**SOURCE PASSAGE**
Johnson: COVID-19 and our college campus: some observations

Grace Johnson, Staff Writer

This newspaper’s goal is to provide insight into the ongoing events of the week at Case Western Reserve University—an “observation” on campus and non-campus-related entities. It seemed fitting to tap into the realm of this namesake for the first issue of the semester and provide some thoughts on these first strange weeks at this university we call home. 

On that note, let’s address the elephant in the room. 

The coronavirus pandemic has changed the trajectory of our campus pretty much entirely from its conception. In the spring of 2020, the university abruptly sent thousands of students home with very little knowledge or guidance on what to expect. The following fall saw weekly testing and first-year students with no roommates, and left second- and third-year students without a place to live.

However, in spring 2021, there seemed to be a light at the end of the tunnel; vaccines became widely available, including within our campus community. Coronavirus numbers went down, and a world in which we could live normally seemed to be a possibility, especially during the summer months when numbers were so low that our CWRU administration briefly lifted the mask mandate for vaccinated individuals.

The very beginning of the fall semester followed suit: a vaccination mandate followed by bimonthly testing led to small numbers of cases, with students able to attend all in-person classes for the first time since March 2020. However, the end of the semester came with significantly more COVID-19 cases and a booster-shot mandate for the spring semester due to the new Omicron variant.

Now, we find ourselves in a situation different from anything we have experienced thus far—two weeks of remote classes with roommates and while also having a fully populated campus. I, for one, worry about roommate conflict within this time, as options for leaving are minimal, and overlapping Zoom classes in the same space could result in numerous disagreements and frustrations. 

During my time at home in isolation at the beginning of the pandemic, there were times where I was left frustrated with my family and wanted to get away, but I was unable to do so given the circumstances. This situation, however, is more complex than that. Most dorm rooms are shoebox-sized and are shared by students who most likely have only known each other for a short time, making them less likely to air their grievances for fear of pushback or damaging new relationships. 

However, for myself and many others, single-room status may lead to an entirely different host of problems. I fear for the mental health of those in these situations and that many will end up traveling home, ultimately creating more opportunities for the coronavirus to spread. 

I sincerely hope that our university’s administration is weighing students’ mental health just as seriously as their physical health. I also hope that CWRU’s counseling services are prepared for a potential onslaught of students struggling through these dark times.

**EXERCISE REQUIREMENTS**
(A) In the column on COVID-19 at Case Western Reserve University, what did the administration briefly lift during the summer months?
(B) List every concern the writer of the column on COVID-19 at Case Western Reserve University says they worry about or fear.
(C) Summarize the column on COVID-19 at Case Western Reserve University in two sentences.

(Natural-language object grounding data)
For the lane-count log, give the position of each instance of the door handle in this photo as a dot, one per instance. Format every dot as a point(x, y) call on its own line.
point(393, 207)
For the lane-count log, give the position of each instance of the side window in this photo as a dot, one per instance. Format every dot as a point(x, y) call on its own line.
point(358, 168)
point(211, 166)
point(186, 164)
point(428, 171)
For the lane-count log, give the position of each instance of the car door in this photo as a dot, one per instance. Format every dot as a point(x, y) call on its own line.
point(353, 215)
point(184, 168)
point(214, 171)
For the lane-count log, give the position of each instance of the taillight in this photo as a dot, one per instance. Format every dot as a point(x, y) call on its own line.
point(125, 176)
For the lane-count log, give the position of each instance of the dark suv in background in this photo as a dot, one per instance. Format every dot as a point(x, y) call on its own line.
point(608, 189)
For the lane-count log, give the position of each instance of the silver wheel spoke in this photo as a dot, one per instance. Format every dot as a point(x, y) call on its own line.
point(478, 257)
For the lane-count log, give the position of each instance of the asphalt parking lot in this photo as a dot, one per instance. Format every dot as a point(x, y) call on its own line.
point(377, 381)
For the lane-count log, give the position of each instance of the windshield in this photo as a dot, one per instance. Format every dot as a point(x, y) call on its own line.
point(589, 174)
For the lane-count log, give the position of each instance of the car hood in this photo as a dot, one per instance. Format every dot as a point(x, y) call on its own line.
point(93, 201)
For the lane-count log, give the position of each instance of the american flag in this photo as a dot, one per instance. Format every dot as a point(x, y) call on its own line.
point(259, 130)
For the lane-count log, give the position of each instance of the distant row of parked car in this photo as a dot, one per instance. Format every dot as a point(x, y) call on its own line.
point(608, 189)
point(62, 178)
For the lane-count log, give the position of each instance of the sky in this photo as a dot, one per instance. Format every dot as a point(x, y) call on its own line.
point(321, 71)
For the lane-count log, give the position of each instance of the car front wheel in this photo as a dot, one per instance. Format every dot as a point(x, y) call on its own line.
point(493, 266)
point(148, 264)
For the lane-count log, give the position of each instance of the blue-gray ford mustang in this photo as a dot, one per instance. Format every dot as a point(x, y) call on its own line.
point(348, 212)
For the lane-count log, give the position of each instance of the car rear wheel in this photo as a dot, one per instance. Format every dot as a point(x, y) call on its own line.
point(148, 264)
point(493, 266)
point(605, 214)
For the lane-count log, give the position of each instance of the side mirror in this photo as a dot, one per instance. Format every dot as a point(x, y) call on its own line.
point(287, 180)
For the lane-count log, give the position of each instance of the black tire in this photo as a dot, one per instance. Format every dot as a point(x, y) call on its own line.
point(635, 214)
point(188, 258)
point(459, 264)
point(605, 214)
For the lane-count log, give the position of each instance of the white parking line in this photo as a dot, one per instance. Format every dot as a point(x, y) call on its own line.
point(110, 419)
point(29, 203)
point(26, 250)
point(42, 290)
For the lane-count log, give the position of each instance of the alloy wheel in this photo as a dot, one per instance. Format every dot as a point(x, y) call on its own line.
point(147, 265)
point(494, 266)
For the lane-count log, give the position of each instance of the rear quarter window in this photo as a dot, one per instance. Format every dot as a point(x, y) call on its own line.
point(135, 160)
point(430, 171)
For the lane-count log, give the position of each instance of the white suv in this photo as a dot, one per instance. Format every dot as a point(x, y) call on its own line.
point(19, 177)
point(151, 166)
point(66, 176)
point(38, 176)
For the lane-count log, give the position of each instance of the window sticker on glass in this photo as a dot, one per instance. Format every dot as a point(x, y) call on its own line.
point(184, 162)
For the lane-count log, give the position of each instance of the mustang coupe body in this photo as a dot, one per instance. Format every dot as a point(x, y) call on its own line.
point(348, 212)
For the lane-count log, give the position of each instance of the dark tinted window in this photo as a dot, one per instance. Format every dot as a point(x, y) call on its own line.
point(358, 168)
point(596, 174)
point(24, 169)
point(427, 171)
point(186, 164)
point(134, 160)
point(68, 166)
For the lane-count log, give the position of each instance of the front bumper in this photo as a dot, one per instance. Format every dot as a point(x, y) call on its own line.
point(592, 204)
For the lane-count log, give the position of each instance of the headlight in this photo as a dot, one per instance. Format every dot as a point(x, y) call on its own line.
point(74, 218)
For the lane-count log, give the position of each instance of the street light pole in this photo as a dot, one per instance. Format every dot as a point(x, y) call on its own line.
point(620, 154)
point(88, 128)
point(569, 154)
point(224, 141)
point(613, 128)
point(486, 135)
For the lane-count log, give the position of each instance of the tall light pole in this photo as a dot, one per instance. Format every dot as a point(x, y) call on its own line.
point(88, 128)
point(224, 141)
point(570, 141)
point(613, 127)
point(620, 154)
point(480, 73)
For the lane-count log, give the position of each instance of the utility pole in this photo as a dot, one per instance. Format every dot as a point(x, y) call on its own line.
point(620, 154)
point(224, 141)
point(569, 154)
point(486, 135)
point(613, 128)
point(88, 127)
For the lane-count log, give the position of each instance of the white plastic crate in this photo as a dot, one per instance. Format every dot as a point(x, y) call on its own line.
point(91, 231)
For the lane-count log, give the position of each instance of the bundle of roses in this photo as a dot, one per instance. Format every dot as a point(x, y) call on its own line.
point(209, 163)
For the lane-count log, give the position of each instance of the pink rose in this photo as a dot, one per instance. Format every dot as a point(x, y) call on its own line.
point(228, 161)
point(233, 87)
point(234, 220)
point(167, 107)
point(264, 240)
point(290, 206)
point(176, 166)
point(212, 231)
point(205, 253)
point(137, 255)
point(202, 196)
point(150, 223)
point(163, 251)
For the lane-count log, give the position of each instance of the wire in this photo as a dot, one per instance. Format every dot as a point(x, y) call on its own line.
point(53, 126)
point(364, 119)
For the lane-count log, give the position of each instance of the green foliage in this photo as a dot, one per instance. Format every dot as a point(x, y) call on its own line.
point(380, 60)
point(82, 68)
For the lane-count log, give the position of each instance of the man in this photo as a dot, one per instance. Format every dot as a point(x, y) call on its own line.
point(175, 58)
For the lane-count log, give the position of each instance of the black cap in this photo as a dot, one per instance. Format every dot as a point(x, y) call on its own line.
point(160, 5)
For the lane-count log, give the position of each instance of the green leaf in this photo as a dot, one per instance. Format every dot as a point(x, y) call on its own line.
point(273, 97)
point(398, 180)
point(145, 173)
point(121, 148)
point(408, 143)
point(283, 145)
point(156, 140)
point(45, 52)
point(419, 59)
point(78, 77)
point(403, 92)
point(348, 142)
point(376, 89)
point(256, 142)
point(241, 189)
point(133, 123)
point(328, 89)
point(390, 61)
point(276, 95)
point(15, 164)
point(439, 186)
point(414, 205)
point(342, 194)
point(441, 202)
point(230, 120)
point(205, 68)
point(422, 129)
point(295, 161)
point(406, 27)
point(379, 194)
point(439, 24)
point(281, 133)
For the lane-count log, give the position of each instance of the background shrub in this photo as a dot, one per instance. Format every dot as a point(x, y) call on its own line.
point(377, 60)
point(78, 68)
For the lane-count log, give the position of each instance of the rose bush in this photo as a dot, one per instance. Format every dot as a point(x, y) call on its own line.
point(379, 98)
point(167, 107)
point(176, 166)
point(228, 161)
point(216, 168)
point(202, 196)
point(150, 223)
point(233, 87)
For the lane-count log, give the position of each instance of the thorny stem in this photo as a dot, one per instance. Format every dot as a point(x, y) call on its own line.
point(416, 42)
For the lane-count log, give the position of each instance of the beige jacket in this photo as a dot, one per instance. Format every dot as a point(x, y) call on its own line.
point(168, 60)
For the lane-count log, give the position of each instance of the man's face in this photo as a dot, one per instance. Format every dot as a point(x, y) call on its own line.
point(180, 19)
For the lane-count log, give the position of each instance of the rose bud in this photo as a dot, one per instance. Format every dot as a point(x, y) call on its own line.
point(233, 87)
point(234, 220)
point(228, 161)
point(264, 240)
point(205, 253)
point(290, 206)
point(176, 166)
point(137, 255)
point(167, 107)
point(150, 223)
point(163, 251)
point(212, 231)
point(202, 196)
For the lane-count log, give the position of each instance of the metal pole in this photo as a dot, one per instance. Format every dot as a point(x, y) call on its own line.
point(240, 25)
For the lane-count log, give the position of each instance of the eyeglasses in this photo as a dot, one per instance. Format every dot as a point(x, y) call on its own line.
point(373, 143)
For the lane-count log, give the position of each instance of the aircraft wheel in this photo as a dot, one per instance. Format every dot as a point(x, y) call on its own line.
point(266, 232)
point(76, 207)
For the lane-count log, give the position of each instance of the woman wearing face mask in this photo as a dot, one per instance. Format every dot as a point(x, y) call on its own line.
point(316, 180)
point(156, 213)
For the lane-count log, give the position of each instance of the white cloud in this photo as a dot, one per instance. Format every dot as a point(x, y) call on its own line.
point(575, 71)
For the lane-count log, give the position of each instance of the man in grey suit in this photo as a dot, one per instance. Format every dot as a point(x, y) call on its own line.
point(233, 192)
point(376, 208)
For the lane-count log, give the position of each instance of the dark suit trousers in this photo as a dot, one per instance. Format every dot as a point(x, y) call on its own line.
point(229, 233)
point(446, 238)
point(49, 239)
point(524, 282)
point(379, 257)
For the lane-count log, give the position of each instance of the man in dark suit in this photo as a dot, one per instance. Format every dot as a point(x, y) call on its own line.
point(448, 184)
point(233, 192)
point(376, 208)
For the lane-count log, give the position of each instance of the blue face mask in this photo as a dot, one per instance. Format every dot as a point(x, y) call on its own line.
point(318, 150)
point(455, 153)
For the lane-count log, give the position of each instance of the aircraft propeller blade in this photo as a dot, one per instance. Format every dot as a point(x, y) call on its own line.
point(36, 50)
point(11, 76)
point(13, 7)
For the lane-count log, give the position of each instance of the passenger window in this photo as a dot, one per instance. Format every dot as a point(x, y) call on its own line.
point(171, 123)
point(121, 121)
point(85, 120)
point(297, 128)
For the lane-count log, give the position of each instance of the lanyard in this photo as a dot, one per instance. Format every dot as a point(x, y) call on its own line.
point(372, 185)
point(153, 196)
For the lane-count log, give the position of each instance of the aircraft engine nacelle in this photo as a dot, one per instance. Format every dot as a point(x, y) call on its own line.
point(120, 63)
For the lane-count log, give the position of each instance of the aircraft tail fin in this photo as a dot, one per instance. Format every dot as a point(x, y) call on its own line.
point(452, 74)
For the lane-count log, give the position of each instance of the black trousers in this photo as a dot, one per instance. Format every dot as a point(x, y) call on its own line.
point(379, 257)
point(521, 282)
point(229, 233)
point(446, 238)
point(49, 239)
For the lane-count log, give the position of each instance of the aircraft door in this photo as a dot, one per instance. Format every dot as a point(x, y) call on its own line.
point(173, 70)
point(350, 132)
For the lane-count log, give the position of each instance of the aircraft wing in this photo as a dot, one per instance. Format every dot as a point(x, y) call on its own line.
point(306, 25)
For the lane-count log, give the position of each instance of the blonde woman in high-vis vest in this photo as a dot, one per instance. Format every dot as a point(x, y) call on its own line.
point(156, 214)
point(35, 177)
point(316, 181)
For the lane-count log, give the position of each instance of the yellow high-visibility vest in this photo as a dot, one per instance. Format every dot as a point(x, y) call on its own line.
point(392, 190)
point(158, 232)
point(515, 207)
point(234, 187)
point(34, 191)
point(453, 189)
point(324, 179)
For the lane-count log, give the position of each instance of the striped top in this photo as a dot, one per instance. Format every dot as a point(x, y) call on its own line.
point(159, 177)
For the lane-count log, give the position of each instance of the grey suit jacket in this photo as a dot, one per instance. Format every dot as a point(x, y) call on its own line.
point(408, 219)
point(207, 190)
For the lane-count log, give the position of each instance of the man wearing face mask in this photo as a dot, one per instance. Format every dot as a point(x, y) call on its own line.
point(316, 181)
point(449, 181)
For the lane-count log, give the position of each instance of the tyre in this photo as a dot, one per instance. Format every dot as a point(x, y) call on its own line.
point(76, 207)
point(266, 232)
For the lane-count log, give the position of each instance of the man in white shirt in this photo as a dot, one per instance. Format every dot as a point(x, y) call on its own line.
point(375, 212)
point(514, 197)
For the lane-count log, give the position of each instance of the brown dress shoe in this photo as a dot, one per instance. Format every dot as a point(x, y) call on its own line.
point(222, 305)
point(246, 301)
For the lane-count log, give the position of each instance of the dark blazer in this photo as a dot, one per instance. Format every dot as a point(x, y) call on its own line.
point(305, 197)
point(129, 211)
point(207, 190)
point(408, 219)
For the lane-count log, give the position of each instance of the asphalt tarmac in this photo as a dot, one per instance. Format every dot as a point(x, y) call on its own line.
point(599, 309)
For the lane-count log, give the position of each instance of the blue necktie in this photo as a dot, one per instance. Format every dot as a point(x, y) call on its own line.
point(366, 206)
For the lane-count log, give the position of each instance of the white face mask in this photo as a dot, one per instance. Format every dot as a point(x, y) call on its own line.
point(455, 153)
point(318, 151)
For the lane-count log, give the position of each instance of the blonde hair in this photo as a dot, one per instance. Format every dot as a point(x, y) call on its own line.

**ANSWERS FOR THIS EXERCISE**
(A) The mask mandate for vaccinated individuals.

(B)
- Roommate conflict during the two weeks of remote classes
- The mental health of students in single rooms
- That many students will travel home, creating more opportunities for the coronavirus to spread

(C) The column traces how the pandemic has shaped the campus, from the spring 2020 send-home through testing, vaccine and booster mandates, to a new stretch of two weeks of remote classes on a fully populated campus. The writer worries about roommate conflict and the mental health of students in single rooms, and hopes the administration and counseling services take students' mental health as seriously as their physical health.